— Input for this task —

- - - - -

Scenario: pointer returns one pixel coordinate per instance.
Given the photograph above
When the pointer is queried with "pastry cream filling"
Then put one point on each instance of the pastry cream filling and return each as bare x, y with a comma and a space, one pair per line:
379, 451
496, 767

- - - - -

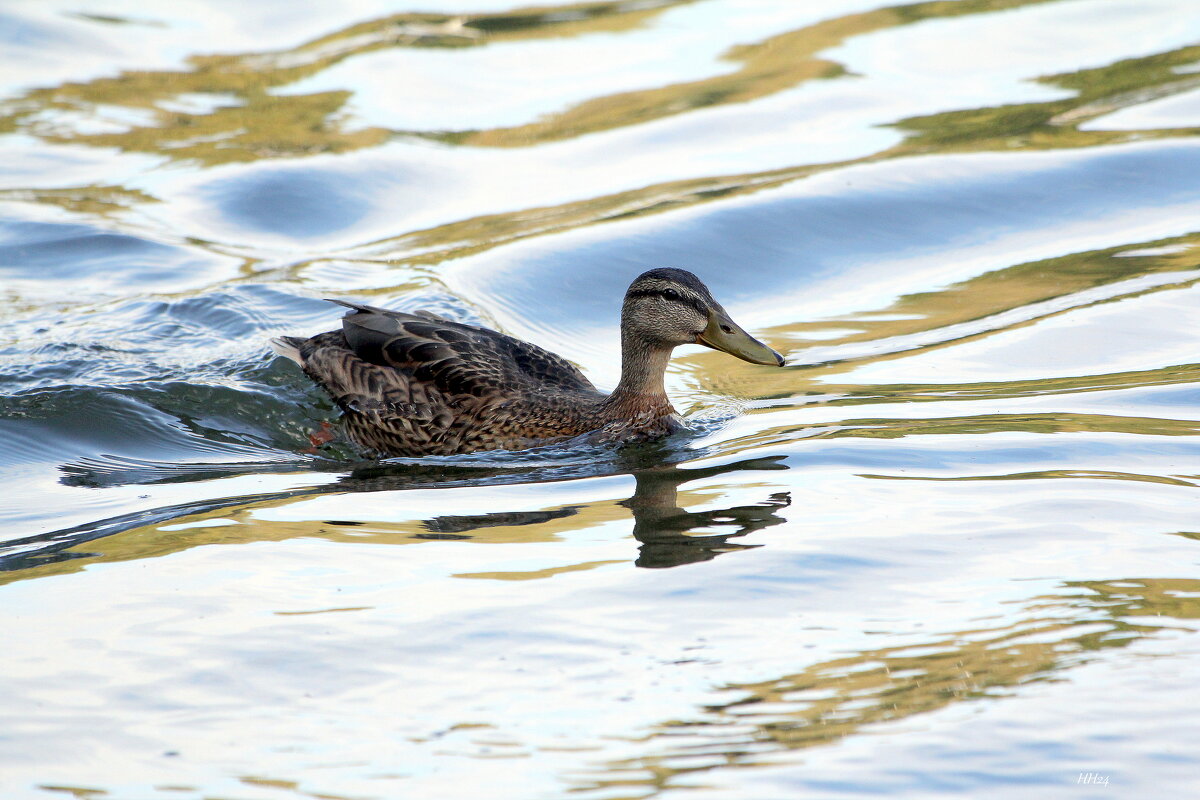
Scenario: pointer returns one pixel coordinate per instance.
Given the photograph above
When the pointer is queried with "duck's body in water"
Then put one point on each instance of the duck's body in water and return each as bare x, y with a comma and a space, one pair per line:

- - - - -

— Goal —
Gather every line of the data above that contains the word "When", and copy each one out in full.

— Answer for this exercise —
When the pointer is queried with "pastry cream filling"
When the pointer is queried with "duck's body in water"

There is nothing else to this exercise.